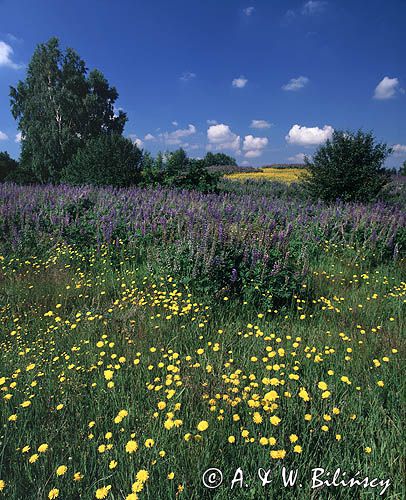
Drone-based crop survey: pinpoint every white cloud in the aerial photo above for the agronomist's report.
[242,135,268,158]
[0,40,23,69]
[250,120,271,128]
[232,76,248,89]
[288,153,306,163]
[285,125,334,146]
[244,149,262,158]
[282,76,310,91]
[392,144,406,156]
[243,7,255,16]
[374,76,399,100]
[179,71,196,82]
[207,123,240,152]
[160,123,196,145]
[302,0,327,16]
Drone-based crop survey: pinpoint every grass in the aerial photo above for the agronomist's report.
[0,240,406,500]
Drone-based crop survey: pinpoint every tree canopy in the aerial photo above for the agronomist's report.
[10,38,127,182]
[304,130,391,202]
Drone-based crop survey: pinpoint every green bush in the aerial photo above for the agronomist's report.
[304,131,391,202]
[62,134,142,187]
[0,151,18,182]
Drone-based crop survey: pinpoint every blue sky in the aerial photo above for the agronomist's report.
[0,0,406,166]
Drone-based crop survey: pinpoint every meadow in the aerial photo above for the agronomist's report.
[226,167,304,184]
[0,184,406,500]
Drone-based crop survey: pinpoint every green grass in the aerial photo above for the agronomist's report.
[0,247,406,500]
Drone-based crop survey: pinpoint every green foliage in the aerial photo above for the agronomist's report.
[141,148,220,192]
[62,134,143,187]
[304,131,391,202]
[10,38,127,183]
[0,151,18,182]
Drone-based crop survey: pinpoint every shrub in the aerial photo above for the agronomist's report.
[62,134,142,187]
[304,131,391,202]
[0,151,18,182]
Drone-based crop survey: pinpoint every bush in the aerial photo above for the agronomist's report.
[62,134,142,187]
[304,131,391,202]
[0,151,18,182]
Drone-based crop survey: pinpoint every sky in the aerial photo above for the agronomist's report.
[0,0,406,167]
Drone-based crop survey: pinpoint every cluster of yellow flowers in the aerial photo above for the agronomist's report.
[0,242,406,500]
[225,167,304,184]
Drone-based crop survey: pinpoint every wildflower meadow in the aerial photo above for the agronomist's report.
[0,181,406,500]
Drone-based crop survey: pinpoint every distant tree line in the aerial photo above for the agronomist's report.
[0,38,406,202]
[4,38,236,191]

-*-*-

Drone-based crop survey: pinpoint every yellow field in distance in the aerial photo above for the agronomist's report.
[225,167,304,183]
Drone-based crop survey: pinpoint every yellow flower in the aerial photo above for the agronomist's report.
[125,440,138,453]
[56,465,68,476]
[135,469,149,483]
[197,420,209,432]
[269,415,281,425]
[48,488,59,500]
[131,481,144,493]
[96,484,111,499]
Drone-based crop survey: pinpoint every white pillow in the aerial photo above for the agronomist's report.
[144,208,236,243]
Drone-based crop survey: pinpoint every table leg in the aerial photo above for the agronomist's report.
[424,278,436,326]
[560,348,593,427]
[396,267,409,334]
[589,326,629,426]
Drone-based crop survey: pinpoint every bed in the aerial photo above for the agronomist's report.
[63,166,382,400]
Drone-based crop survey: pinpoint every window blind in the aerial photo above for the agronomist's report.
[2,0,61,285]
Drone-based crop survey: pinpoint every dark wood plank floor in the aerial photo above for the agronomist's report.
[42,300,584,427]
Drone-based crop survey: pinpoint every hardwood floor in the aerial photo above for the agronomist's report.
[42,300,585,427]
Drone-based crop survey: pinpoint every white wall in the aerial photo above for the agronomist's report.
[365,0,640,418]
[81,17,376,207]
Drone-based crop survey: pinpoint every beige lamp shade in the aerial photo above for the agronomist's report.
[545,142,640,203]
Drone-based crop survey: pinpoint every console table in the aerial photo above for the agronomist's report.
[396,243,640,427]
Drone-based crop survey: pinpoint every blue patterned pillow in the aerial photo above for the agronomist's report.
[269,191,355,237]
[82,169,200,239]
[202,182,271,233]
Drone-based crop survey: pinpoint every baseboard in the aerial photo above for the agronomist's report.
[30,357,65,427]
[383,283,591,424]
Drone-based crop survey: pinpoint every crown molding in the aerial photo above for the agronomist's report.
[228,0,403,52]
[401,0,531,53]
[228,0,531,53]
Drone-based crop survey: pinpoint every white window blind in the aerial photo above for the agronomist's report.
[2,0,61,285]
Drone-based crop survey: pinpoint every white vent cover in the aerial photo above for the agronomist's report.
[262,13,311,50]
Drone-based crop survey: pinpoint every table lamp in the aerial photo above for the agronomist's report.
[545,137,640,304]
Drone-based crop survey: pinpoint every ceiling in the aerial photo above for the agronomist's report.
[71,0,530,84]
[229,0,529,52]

-*-*-

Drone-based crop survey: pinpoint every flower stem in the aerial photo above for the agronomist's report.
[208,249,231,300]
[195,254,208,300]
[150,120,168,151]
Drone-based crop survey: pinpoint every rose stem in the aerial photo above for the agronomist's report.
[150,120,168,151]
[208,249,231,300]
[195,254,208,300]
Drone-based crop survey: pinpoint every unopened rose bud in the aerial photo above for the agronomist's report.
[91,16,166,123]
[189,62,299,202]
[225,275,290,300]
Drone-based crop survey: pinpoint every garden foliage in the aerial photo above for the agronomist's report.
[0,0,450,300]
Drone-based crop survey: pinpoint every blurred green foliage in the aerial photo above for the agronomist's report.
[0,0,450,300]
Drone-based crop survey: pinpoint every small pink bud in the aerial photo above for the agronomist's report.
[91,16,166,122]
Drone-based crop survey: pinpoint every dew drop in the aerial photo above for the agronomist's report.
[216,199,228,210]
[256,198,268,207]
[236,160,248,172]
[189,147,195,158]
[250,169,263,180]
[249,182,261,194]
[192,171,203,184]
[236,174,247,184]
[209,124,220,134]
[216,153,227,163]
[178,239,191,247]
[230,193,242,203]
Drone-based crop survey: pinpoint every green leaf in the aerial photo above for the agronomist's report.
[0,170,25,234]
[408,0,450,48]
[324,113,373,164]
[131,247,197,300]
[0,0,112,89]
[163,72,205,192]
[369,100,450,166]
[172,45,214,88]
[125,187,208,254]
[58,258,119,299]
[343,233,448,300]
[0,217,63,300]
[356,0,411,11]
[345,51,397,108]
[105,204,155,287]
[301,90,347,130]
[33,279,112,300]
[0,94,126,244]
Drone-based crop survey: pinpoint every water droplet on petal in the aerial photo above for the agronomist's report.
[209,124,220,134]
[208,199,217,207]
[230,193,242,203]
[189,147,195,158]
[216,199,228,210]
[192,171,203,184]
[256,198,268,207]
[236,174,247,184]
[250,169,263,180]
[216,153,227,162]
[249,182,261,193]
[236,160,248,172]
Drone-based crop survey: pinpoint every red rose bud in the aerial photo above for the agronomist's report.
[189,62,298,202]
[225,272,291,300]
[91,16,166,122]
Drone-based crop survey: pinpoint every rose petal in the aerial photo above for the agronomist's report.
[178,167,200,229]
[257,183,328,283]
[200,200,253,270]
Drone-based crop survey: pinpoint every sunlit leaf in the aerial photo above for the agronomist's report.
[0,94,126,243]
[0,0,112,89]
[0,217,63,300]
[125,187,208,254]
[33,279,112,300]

-*-*-

Instruction
Reproduce the rows from the one with "Drone-based crop survey: pinpoint every bed" up to and including the one with "[545,142,640,203]", offsetting every bounding-box coordinate by 148 and leaving all other text unchanged.

Task output
Drone-based crop survey: pinpoint every bed in the aerial photo above for the agronomist's report.
[211,314,530,548]
Drone-based crop survey: pinpoint every window blind in the aerial photo above for the agronomist's report.
[150,148,209,433]
Drone-based crop survey: pinpoint every dark wood plank floor in the aerial photo above for the agronomist's report.
[190,448,732,575]
Drone-based crop survey: pinpoint every hardwood floor in the aerial photo above for the agronomist's report.
[190,448,733,575]
Drone-based crop survey: pinpoint every white wall in the aerial photo above for the agronomist's report.
[513,148,788,566]
[229,165,524,355]
Drone-based crop survey: pinpoint every beige lamp shade in the aerial photo above for the agronomist's report.
[693,290,788,351]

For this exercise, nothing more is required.